● WHAT YOU ARE ASKED TO DO: Reproduce every one of the following records verbatim, line for line, with no changes.

▬▬▬▬▬▬▬▬▬▬

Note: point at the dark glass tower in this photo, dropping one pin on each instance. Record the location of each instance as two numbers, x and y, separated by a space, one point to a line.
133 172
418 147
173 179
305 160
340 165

▬▬▬▬▬▬▬▬▬▬

● RESULT OF THIS EXERCISE:
Note: point at the dark glass tower in this photo, dropping one pin on each instance. Record the location of each instance as two numbers, x and y, separated by a space, one point to a line.
133 172
418 147
173 179
305 160
340 165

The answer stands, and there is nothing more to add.